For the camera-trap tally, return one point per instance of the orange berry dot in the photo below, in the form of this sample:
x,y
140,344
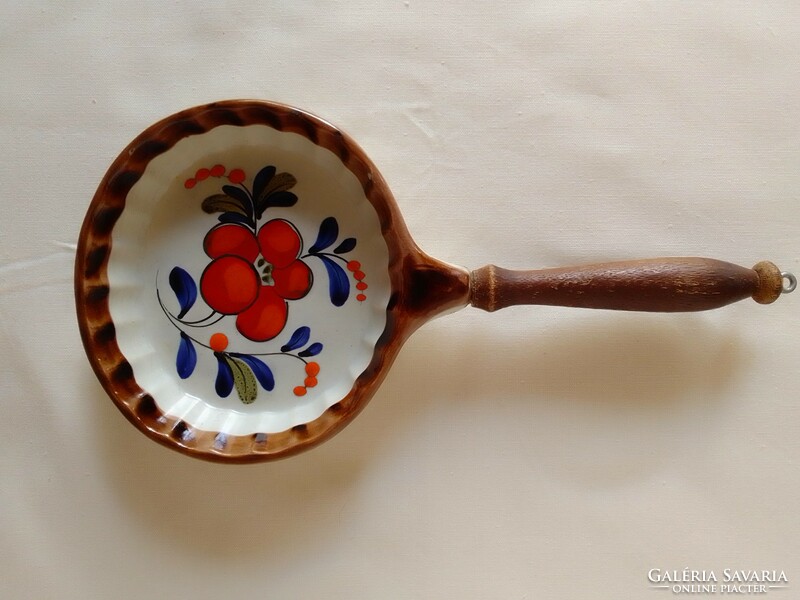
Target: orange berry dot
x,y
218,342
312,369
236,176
# # # # #
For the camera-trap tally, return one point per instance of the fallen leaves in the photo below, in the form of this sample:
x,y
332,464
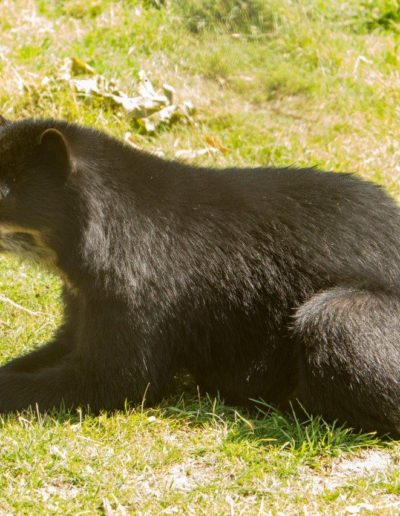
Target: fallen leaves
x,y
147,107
# # # # #
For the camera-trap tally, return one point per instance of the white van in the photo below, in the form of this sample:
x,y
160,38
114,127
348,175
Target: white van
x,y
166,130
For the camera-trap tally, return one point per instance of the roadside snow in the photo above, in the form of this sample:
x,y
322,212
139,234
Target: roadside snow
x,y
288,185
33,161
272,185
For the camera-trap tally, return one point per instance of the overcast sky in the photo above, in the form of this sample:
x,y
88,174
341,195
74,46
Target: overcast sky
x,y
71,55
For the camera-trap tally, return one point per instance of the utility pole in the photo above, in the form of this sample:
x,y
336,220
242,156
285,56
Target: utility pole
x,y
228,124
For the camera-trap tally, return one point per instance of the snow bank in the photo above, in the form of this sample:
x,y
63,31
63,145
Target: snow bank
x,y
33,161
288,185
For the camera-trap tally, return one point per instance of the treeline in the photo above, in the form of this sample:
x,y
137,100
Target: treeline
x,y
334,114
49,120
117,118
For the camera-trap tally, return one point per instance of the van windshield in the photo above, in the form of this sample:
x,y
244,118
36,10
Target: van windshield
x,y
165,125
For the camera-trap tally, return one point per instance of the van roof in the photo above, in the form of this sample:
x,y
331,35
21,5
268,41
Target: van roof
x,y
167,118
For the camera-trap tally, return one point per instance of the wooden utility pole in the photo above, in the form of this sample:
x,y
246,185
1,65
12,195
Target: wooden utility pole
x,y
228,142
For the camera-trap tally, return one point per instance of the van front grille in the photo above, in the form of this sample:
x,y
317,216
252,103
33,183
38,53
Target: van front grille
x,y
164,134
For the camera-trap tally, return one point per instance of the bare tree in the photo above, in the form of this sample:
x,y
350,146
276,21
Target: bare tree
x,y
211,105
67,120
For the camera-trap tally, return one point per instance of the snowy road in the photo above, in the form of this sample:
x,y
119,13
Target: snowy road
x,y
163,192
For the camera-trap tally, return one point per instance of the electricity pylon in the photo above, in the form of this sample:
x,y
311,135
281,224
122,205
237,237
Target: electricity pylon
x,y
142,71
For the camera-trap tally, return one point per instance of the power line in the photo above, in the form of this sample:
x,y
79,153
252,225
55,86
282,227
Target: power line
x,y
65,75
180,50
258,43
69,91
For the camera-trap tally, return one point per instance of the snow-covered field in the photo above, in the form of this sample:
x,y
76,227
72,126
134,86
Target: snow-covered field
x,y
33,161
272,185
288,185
# # # # #
= What is required =
Display every line of the data above that contains the string "pylon", copying each line in full. Case counts.

= Response to this task =
For the camera-trap tally, return one point per instance of the electricity pylon in the photo above, in the form of this sample:
Target: electricity pylon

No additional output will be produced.